Instructions to follow -
Reproduce the listing verbatim, from the line containing "Query: wispy cirrus cloud" up to and including the line containing "128], [800, 125]]".

Information provided -
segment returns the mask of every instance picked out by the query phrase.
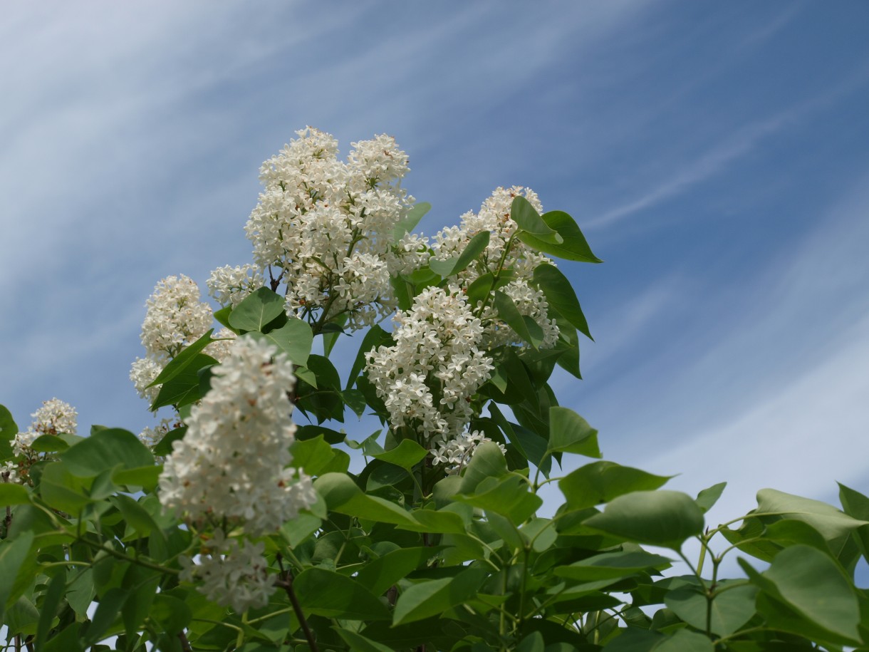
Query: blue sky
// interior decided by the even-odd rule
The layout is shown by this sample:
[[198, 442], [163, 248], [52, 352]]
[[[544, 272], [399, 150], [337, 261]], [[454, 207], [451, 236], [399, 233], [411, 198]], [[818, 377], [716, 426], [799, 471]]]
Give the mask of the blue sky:
[[869, 492], [867, 29], [859, 0], [11, 4], [0, 403], [150, 423], [145, 299], [249, 260], [259, 165], [311, 124], [395, 136], [426, 233], [498, 185], [577, 219], [596, 342], [555, 383], [607, 459], [729, 481], [713, 520]]

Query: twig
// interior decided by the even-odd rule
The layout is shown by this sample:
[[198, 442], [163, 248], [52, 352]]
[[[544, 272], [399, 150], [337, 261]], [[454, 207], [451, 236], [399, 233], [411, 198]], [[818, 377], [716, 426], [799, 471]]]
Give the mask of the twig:
[[295, 617], [299, 619], [299, 622], [302, 624], [302, 629], [305, 632], [305, 638], [308, 639], [308, 645], [311, 649], [311, 652], [320, 652], [320, 649], [317, 647], [316, 639], [314, 637], [314, 633], [311, 629], [308, 626], [308, 621], [305, 619], [305, 614], [302, 610], [302, 605], [299, 604], [299, 598], [295, 596], [295, 591], [293, 590], [293, 571], [285, 570], [283, 568], [283, 558], [278, 555], [277, 563], [281, 567], [281, 579], [278, 581], [277, 585], [283, 587], [284, 590], [287, 591], [287, 596], [289, 598], [290, 603], [293, 605], [293, 610], [295, 612]]

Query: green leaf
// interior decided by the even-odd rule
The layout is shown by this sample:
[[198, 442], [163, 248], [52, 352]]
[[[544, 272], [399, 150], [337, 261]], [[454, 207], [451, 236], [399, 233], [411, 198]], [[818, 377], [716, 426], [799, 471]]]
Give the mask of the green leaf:
[[521, 195], [513, 198], [510, 218], [522, 231], [532, 234], [544, 243], [560, 244], [563, 242], [561, 236], [546, 223], [531, 203]]
[[183, 439], [186, 432], [187, 426], [181, 426], [167, 432], [154, 446], [154, 455], [163, 456], [172, 455], [172, 442]]
[[0, 482], [0, 507], [25, 505], [30, 502], [30, 492], [21, 484]]
[[305, 425], [299, 426], [295, 430], [296, 440], [315, 439], [322, 436], [328, 443], [335, 445], [342, 443], [347, 438], [347, 435], [337, 430], [332, 430], [323, 426]]
[[[742, 562], [744, 560], [740, 559], [740, 561]], [[814, 646], [806, 645], [805, 639], [826, 645], [832, 644], [836, 646], [833, 649], [841, 649], [841, 646], [853, 645], [852, 638], [835, 634], [809, 619], [802, 618], [799, 612], [794, 611], [784, 602], [776, 600], [763, 591], [758, 594], [755, 604], [758, 614], [766, 620], [765, 626], [767, 629], [787, 632], [788, 634], [795, 634], [798, 636], [803, 637], [803, 640], [800, 641], [800, 643], [803, 643], [802, 647], [797, 648], [793, 643], [786, 646], [782, 645], [778, 649], [779, 650], [782, 650], [782, 652], [791, 652], [791, 650], [813, 652], [813, 650], [818, 649]], [[858, 648], [858, 649], [863, 650], [865, 648]]]
[[465, 522], [455, 512], [447, 509], [416, 509], [411, 513], [415, 522], [401, 523], [396, 527], [410, 532], [427, 532], [435, 535], [463, 535], [468, 531]]
[[326, 473], [314, 481], [330, 511], [395, 525], [415, 525], [403, 509], [376, 496], [368, 496], [343, 473]]
[[830, 542], [846, 537], [869, 522], [852, 518], [833, 505], [820, 501], [765, 489], [758, 492], [758, 512], [779, 515], [797, 521], [805, 521]]
[[551, 210], [544, 213], [541, 219], [549, 226], [558, 231], [562, 242], [553, 243], [530, 233], [520, 233], [519, 239], [527, 244], [532, 249], [542, 251], [558, 258], [565, 260], [574, 260], [581, 263], [602, 263], [594, 254], [592, 253], [586, 242], [585, 236], [580, 230], [576, 222], [567, 213], [561, 210]]
[[123, 494], [111, 496], [109, 502], [123, 515], [123, 520], [142, 536], [148, 536], [151, 530], [161, 532], [154, 517], [134, 499]]
[[43, 597], [39, 622], [36, 623], [36, 638], [34, 642], [36, 652], [42, 652], [43, 646], [45, 645], [45, 639], [51, 630], [51, 623], [57, 615], [64, 593], [66, 593], [66, 569], [61, 569], [60, 572], [51, 578]]
[[359, 571], [356, 580], [362, 586], [368, 587], [375, 595], [382, 595], [399, 580], [404, 579], [412, 571], [424, 567], [440, 550], [440, 547], [429, 546], [400, 548], [367, 563]]
[[154, 596], [149, 617], [160, 624], [163, 633], [177, 634], [188, 626], [193, 613], [184, 601], [158, 593]]
[[582, 314], [580, 300], [567, 277], [558, 268], [544, 263], [534, 268], [534, 283], [546, 296], [549, 308], [567, 319], [580, 333], [594, 340], [588, 329], [588, 322]]
[[83, 618], [96, 593], [93, 569], [84, 569], [70, 580], [70, 587], [66, 591], [66, 600], [76, 615], [79, 618]]
[[74, 476], [63, 462], [52, 462], [43, 469], [39, 493], [55, 509], [76, 514], [94, 502], [87, 493], [90, 486], [89, 480]]
[[[199, 363], [197, 356], [202, 353], [205, 347], [216, 341], [211, 337], [211, 334], [213, 332], [214, 329], [210, 329], [209, 332], [196, 342], [192, 343], [189, 347], [184, 349], [184, 350], [172, 358], [169, 364], [163, 367], [163, 371], [157, 375], [157, 377], [154, 379], [149, 387], [154, 387], [155, 385], [161, 385], [165, 383], [169, 383], [173, 378], [185, 372], [189, 372], [190, 367], [193, 367], [194, 372], [198, 371], [199, 369], [204, 365]], [[214, 360], [214, 358], [210, 357], [209, 359]], [[216, 362], [216, 360], [214, 360], [212, 364]]]
[[388, 345], [391, 343], [392, 336], [383, 330], [379, 325], [375, 324], [368, 329], [368, 332], [365, 333], [365, 336], [362, 337], [362, 343], [359, 345], [356, 357], [353, 361], [353, 367], [350, 368], [350, 375], [347, 378], [348, 389], [353, 387], [353, 383], [356, 382], [360, 372], [365, 368], [365, 354], [383, 344]]
[[[177, 359], [176, 358], [176, 360]], [[184, 405], [189, 405], [198, 401], [202, 396], [200, 387], [199, 371], [204, 367], [210, 367], [215, 364], [217, 364], [217, 361], [210, 356], [206, 356], [204, 353], [197, 353], [196, 356], [190, 357], [187, 366], [171, 379], [167, 380], [163, 387], [160, 388], [156, 398], [154, 399], [154, 403], [151, 404], [151, 411], [154, 412], [167, 405], [175, 405], [176, 408], [182, 408]]]
[[163, 466], [156, 464], [138, 469], [117, 469], [112, 471], [111, 481], [116, 484], [126, 485], [128, 489], [141, 487], [146, 491], [153, 491], [157, 486], [162, 471]]
[[365, 395], [354, 388], [344, 389], [341, 393], [341, 396], [347, 406], [353, 410], [354, 414], [360, 419], [362, 418], [362, 415], [365, 414], [365, 409], [368, 407], [368, 402], [365, 400]]
[[569, 577], [579, 582], [596, 582], [620, 577], [629, 577], [641, 570], [669, 568], [671, 560], [645, 550], [623, 550], [606, 552], [574, 562], [569, 566], [555, 568], [559, 577]]
[[507, 323], [507, 325], [513, 329], [520, 338], [531, 344], [534, 349], [536, 349], [540, 343], [540, 339], [538, 338], [536, 342], [534, 341], [531, 331], [528, 330], [528, 324], [523, 318], [524, 316], [519, 312], [519, 309], [513, 303], [513, 299], [501, 290], [496, 290], [494, 303], [494, 308], [498, 311], [498, 316], [503, 319]]
[[11, 412], [4, 405], [0, 405], [0, 462], [12, 457], [12, 440], [17, 434], [18, 426]]
[[799, 619], [823, 628], [849, 645], [859, 642], [857, 595], [829, 556], [805, 545], [786, 548], [775, 556], [769, 569], [760, 575], [755, 573], [752, 581]]
[[287, 354], [293, 364], [308, 366], [308, 357], [311, 355], [311, 347], [314, 345], [314, 331], [307, 322], [291, 317], [279, 329], [268, 333], [254, 332], [251, 336], [268, 340], [275, 344], [279, 351]]
[[703, 510], [706, 514], [707, 511], [712, 509], [713, 506], [718, 502], [718, 499], [721, 497], [721, 494], [724, 492], [724, 488], [727, 486], [726, 482], [719, 482], [718, 484], [713, 484], [708, 489], [702, 489], [694, 499], [694, 502], [697, 506]]
[[513, 279], [512, 269], [501, 269], [498, 278], [494, 277], [492, 272], [482, 274], [468, 286], [468, 301], [472, 306], [476, 306], [481, 301], [484, 301], [488, 293], [493, 289], [503, 288]]
[[707, 636], [687, 629], [677, 629], [652, 649], [653, 652], [715, 652]]
[[354, 652], [393, 652], [392, 648], [388, 648], [375, 641], [372, 641], [370, 638], [366, 638], [358, 632], [350, 629], [342, 629], [339, 627], [334, 629], [338, 633], [338, 635], [344, 640], [344, 642], [350, 646], [350, 649], [354, 650]]
[[138, 469], [154, 466], [154, 456], [129, 430], [110, 428], [100, 430], [60, 454], [70, 473], [77, 477], [94, 477], [120, 466]]
[[569, 408], [549, 408], [550, 453], [577, 453], [587, 457], [600, 457], [598, 431]]
[[[726, 588], [721, 582], [709, 606], [703, 589], [695, 586], [681, 586], [667, 592], [664, 603], [676, 615], [698, 629], [706, 630], [709, 618], [709, 630], [720, 636], [733, 634], [754, 615], [754, 598], [757, 587], [751, 585]], [[708, 611], [707, 611], [708, 609]]]
[[558, 486], [571, 509], [582, 509], [609, 502], [632, 491], [656, 489], [671, 477], [653, 476], [614, 462], [593, 462], [567, 474]]
[[250, 293], [229, 315], [229, 325], [239, 330], [262, 332], [262, 327], [283, 313], [285, 300], [269, 288]]
[[523, 638], [516, 646], [516, 652], [546, 652], [546, 642], [543, 635], [534, 632]]
[[428, 451], [416, 443], [416, 442], [410, 439], [402, 439], [401, 442], [395, 448], [382, 453], [376, 453], [372, 457], [381, 462], [388, 462], [390, 464], [400, 466], [407, 471], [412, 471], [414, 465], [425, 459], [428, 454]]
[[130, 564], [124, 573], [121, 586], [126, 589], [127, 597], [121, 608], [121, 618], [127, 635], [133, 635], [148, 616], [160, 579], [159, 573], [137, 564]]
[[[842, 509], [849, 516], [869, 521], [869, 498], [859, 491], [839, 483], [839, 501]], [[869, 526], [862, 525], [854, 533], [859, 550], [864, 557], [869, 559]]]
[[494, 442], [486, 442], [477, 447], [465, 469], [460, 493], [473, 494], [488, 477], [501, 477], [507, 473], [507, 460]]
[[296, 439], [289, 452], [293, 455], [293, 466], [312, 476], [320, 475], [335, 457], [335, 450], [322, 434], [314, 439]]
[[395, 602], [393, 626], [438, 615], [469, 600], [480, 590], [487, 575], [484, 569], [471, 568], [454, 577], [428, 580], [408, 587]]
[[432, 205], [428, 202], [419, 202], [415, 203], [408, 214], [395, 223], [392, 229], [392, 243], [395, 244], [404, 237], [404, 234], [410, 233], [416, 225], [420, 223], [422, 216], [432, 210]]
[[104, 638], [106, 630], [118, 617], [121, 607], [127, 600], [127, 591], [118, 587], [114, 587], [106, 591], [105, 595], [100, 598], [99, 604], [96, 605], [96, 611], [88, 626], [85, 635], [85, 642], [93, 645]]
[[627, 628], [619, 629], [619, 635], [604, 646], [604, 652], [649, 652], [663, 636], [655, 631]]
[[636, 543], [679, 550], [689, 536], [703, 531], [703, 512], [680, 491], [634, 491], [620, 496], [586, 526]]
[[[33, 543], [33, 533], [23, 532], [18, 536], [0, 542], [0, 622], [3, 622], [6, 604], [18, 598], [17, 580], [30, 571], [25, 564]], [[18, 595], [16, 595], [18, 594]]]
[[487, 478], [470, 496], [458, 495], [454, 500], [506, 516], [518, 526], [543, 504], [543, 499], [528, 491], [528, 483], [519, 476]]
[[223, 306], [219, 310], [215, 310], [215, 319], [217, 321], [217, 323], [222, 326], [226, 326], [228, 329], [238, 335], [238, 331], [229, 325], [229, 315], [231, 314], [232, 306]]
[[488, 246], [489, 237], [491, 237], [491, 234], [488, 231], [481, 231], [468, 241], [465, 249], [459, 256], [448, 258], [447, 260], [432, 258], [428, 261], [428, 267], [431, 268], [432, 271], [443, 278], [464, 271], [471, 263], [480, 256], [480, 254], [486, 250], [486, 248]]
[[293, 588], [306, 614], [348, 620], [385, 620], [389, 610], [361, 582], [322, 568], [306, 569]]

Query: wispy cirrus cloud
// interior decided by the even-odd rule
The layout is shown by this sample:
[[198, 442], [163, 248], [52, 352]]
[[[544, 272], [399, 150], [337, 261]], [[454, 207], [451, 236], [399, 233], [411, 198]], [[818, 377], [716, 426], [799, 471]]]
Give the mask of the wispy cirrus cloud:
[[869, 65], [859, 66], [855, 72], [826, 92], [816, 93], [810, 99], [779, 111], [771, 117], [755, 120], [739, 127], [711, 148], [687, 161], [680, 162], [677, 170], [660, 179], [653, 187], [635, 198], [589, 219], [584, 228], [588, 230], [605, 229], [724, 172], [732, 163], [761, 147], [769, 138], [805, 123], [814, 114], [865, 84], [867, 79]]

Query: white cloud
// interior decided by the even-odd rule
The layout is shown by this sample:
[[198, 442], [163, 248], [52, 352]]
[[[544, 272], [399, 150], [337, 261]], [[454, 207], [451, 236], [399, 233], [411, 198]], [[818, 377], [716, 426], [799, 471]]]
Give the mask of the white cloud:
[[812, 115], [833, 104], [859, 88], [866, 82], [867, 77], [869, 77], [869, 65], [859, 66], [855, 72], [846, 77], [844, 81], [831, 86], [826, 92], [818, 93], [811, 99], [779, 111], [771, 117], [755, 120], [736, 129], [691, 160], [680, 162], [678, 169], [667, 172], [653, 187], [647, 189], [639, 196], [588, 220], [584, 223], [583, 229], [594, 230], [608, 227], [662, 201], [680, 195], [698, 183], [723, 172], [731, 163], [758, 149], [766, 139], [788, 128], [800, 125]]

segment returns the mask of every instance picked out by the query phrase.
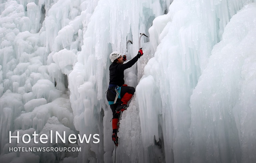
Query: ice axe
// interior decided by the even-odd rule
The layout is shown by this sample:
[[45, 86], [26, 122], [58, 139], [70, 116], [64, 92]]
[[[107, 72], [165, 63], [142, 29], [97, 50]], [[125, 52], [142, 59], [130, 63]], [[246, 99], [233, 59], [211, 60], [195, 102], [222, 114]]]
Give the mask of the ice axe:
[[127, 42], [126, 42], [126, 52], [128, 52], [128, 49], [127, 48], [127, 44], [128, 44], [128, 43], [131, 43], [131, 44], [132, 44], [132, 41], [131, 41], [131, 40], [129, 40], [127, 41]]
[[142, 48], [141, 48], [141, 47], [140, 46], [140, 39], [141, 38], [141, 36], [145, 36], [147, 37], [148, 37], [146, 35], [145, 35], [143, 33], [140, 33], [140, 37], [139, 38], [139, 48], [140, 48], [140, 50], [141, 50], [142, 49]]

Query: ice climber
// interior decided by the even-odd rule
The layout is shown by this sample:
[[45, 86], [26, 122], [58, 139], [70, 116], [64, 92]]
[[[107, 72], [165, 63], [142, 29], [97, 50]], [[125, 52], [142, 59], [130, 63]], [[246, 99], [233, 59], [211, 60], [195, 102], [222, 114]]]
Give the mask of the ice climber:
[[118, 138], [118, 123], [121, 112], [126, 109], [127, 103], [135, 92], [134, 87], [124, 84], [124, 72], [125, 70], [134, 65], [142, 55], [143, 52], [141, 49], [136, 56], [125, 64], [123, 63], [126, 60], [126, 56], [122, 56], [119, 52], [114, 52], [109, 56], [113, 63], [109, 66], [109, 85], [107, 91], [107, 99], [113, 113], [112, 140], [117, 146]]

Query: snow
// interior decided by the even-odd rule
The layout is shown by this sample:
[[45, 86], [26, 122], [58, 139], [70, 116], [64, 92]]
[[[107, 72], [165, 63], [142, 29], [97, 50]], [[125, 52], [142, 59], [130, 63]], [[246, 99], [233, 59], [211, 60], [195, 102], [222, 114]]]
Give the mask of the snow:
[[[255, 0], [0, 2], [1, 162], [256, 161]], [[149, 37], [125, 72], [136, 91], [122, 114], [115, 157], [109, 56], [131, 59], [140, 33]], [[34, 143], [34, 132], [51, 130], [65, 131], [66, 143]], [[9, 131], [31, 141], [9, 143]], [[98, 143], [67, 140], [95, 134]], [[9, 151], [19, 147], [81, 151]]]

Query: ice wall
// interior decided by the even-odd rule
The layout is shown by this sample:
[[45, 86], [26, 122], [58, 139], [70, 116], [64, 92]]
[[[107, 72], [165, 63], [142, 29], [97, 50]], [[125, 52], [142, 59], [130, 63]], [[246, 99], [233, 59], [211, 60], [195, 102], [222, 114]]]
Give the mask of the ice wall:
[[[227, 25], [190, 99], [194, 162], [252, 162], [255, 135], [256, 4]], [[238, 29], [239, 30], [238, 30]]]
[[[163, 10], [167, 9], [163, 5], [164, 3], [166, 2], [164, 1], [163, 4], [160, 4], [158, 1], [99, 1], [86, 30], [84, 31], [83, 45], [78, 55], [78, 62], [69, 79], [70, 100], [76, 129], [80, 133], [100, 133], [102, 141], [99, 145], [93, 143], [86, 145], [80, 144], [83, 150], [79, 155], [78, 160], [94, 161], [97, 158], [100, 161], [112, 161], [114, 146], [111, 140], [112, 129], [109, 121], [112, 118], [112, 113], [104, 93], [107, 89], [109, 80], [108, 67], [111, 63], [109, 56], [112, 51], [118, 51], [125, 54], [128, 40], [131, 40], [133, 42], [132, 45], [129, 45], [128, 59], [136, 55], [139, 33], [148, 34], [148, 29], [154, 19], [163, 14]], [[143, 43], [148, 41], [145, 38], [141, 40], [142, 45], [145, 45], [146, 51], [145, 47], [148, 45]], [[147, 54], [144, 56], [146, 60]], [[128, 73], [131, 77], [126, 80], [135, 84], [139, 70], [136, 67], [131, 70]], [[138, 119], [138, 117], [133, 118]], [[132, 121], [133, 119], [127, 120]], [[138, 127], [136, 128], [140, 130]], [[128, 131], [124, 131], [126, 136], [135, 138], [134, 135], [130, 135]], [[139, 130], [135, 132], [140, 133]], [[139, 140], [135, 141], [139, 143], [137, 144], [140, 144]], [[139, 149], [133, 146], [128, 148], [120, 148], [119, 152], [124, 154], [127, 151], [135, 153]], [[141, 152], [137, 153], [139, 152]], [[134, 157], [131, 160], [139, 159], [138, 155], [135, 154]], [[118, 160], [121, 162], [123, 159], [120, 158]]]
[[[210, 160], [206, 158], [212, 156], [212, 153], [208, 152], [205, 152], [205, 157], [202, 157], [201, 160], [191, 160], [191, 156], [195, 156], [199, 149], [197, 145], [195, 145], [196, 147], [190, 150], [191, 145], [195, 147], [194, 139], [197, 137], [191, 134], [191, 130], [193, 128], [190, 128], [190, 125], [192, 122], [193, 123], [196, 119], [197, 122], [204, 122], [198, 119], [199, 115], [203, 113], [198, 111], [194, 113], [193, 108], [191, 107], [190, 96], [199, 77], [207, 65], [213, 46], [222, 39], [222, 34], [230, 19], [244, 5], [253, 1], [174, 1], [170, 5], [169, 12], [157, 18], [153, 22], [149, 33], [150, 43], [153, 50], [155, 52], [155, 57], [149, 61], [145, 67], [145, 76], [136, 88], [137, 97], [141, 126], [146, 127], [142, 130], [141, 133], [144, 145], [147, 146], [153, 144], [154, 136], [157, 140], [157, 138], [160, 137], [156, 132], [161, 131], [160, 127], [154, 124], [156, 121], [159, 122], [162, 130], [163, 136], [160, 139], [164, 141], [166, 162], [188, 162], [192, 160], [195, 162], [199, 161], [205, 162]], [[216, 82], [214, 80], [211, 81], [213, 83]], [[148, 92], [149, 87], [155, 88], [151, 89]], [[139, 90], [142, 91], [137, 91]], [[157, 94], [158, 92], [160, 92], [161, 98], [150, 103], [152, 106], [149, 108], [152, 111], [148, 112], [148, 103], [152, 97], [143, 95]], [[197, 97], [195, 96], [194, 98]], [[154, 97], [156, 98], [154, 95]], [[216, 107], [214, 108], [217, 109]], [[141, 112], [146, 113], [146, 115], [141, 114]], [[152, 113], [155, 115], [152, 115]], [[161, 116], [156, 116], [156, 114]], [[148, 120], [149, 118], [153, 118], [154, 120]], [[210, 125], [213, 124], [209, 123]], [[154, 126], [153, 129], [152, 126]], [[203, 130], [202, 128], [203, 127], [200, 129]], [[195, 134], [197, 135], [200, 133], [197, 132]], [[215, 139], [218, 138], [216, 134], [212, 136]], [[149, 137], [151, 139], [148, 138]], [[233, 140], [236, 138], [232, 138]], [[200, 138], [196, 140], [200, 141]], [[239, 144], [238, 140], [236, 140], [234, 145], [235, 146]], [[216, 146], [213, 145], [213, 142], [207, 143], [212, 143], [213, 146]], [[215, 149], [222, 151], [222, 147], [220, 145]], [[201, 149], [200, 151], [207, 151], [207, 149]], [[200, 157], [201, 156], [197, 155], [196, 156]], [[212, 156], [215, 156], [216, 158], [219, 157]], [[221, 161], [230, 162], [234, 160], [233, 158], [230, 157]], [[239, 158], [238, 160], [239, 160]], [[216, 161], [218, 162], [218, 160]]]
[[[15, 135], [19, 131], [21, 138], [24, 134], [28, 134], [32, 139], [34, 138], [32, 134], [34, 131], [39, 136], [46, 133], [48, 137], [50, 130], [60, 132], [65, 131], [68, 134], [77, 133], [74, 125], [65, 75], [70, 73], [73, 64], [76, 62], [75, 53], [80, 46], [76, 44], [79, 39], [74, 39], [75, 43], [73, 44], [78, 45], [77, 47], [65, 47], [69, 49], [53, 51], [54, 49], [51, 50], [49, 48], [49, 40], [60, 44], [58, 40], [54, 42], [54, 35], [47, 34], [48, 29], [46, 27], [51, 26], [49, 22], [53, 22], [50, 19], [51, 15], [54, 14], [52, 11], [63, 12], [58, 13], [60, 20], [62, 19], [61, 14], [65, 15], [67, 13], [69, 16], [64, 20], [67, 24], [70, 22], [72, 24], [73, 22], [70, 20], [75, 20], [80, 14], [72, 9], [76, 7], [74, 5], [79, 5], [80, 1], [68, 6], [65, 4], [72, 14], [66, 11], [68, 9], [62, 10], [61, 8], [58, 10], [53, 5], [57, 1], [1, 1], [0, 158], [3, 162], [49, 162], [63, 160], [65, 157], [77, 156], [77, 152], [23, 153], [9, 151], [10, 147], [78, 147], [77, 144], [68, 143], [8, 143], [9, 131]], [[60, 4], [62, 2], [58, 2]], [[60, 29], [62, 28], [61, 23], [55, 24]], [[78, 27], [82, 30], [82, 26]], [[78, 36], [78, 30], [76, 28], [72, 33]], [[72, 51], [72, 48], [75, 50]], [[55, 52], [58, 53], [55, 54]], [[49, 57], [50, 53], [51, 55]], [[62, 57], [60, 57], [61, 55]], [[66, 61], [63, 57], [68, 61]]]

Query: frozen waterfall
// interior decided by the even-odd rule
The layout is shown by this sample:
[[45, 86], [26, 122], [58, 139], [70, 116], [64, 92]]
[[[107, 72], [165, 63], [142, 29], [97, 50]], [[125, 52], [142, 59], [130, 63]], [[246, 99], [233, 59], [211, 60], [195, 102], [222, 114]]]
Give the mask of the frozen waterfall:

Task result -
Query: wispy cirrus cloud
// interior decided by the even-odd rule
The layout is shown by this sample:
[[198, 442], [163, 248], [52, 352]]
[[[544, 272], [399, 150], [337, 261]], [[454, 207], [451, 236], [399, 233], [411, 198]], [[818, 377], [716, 426], [799, 471]]]
Give the mask of the wispy cirrus cloud:
[[869, 65], [859, 66], [855, 72], [826, 92], [816, 93], [810, 99], [779, 111], [771, 117], [755, 120], [739, 127], [711, 148], [687, 161], [680, 162], [677, 170], [660, 179], [653, 187], [635, 198], [589, 219], [584, 228], [588, 230], [605, 229], [724, 172], [732, 163], [761, 147], [769, 138], [805, 123], [814, 114], [865, 84], [867, 79]]

Query: white cloud
// interior decided by the even-odd rule
The layout is shown by this sample:
[[198, 442], [163, 248], [52, 352]]
[[[544, 272], [399, 150], [337, 261]], [[454, 207], [451, 236], [399, 233], [411, 198]], [[818, 377], [716, 426], [799, 471]]]
Give the mask of the white cloud:
[[812, 115], [833, 104], [859, 88], [866, 82], [867, 77], [869, 77], [869, 65], [859, 66], [855, 72], [846, 77], [844, 81], [831, 86], [826, 92], [818, 93], [811, 99], [779, 111], [771, 117], [755, 120], [736, 129], [691, 160], [680, 162], [678, 169], [667, 172], [653, 187], [647, 189], [639, 196], [588, 220], [584, 223], [583, 229], [594, 230], [608, 227], [662, 201], [680, 195], [698, 183], [723, 172], [731, 163], [758, 149], [766, 139], [788, 128], [800, 125]]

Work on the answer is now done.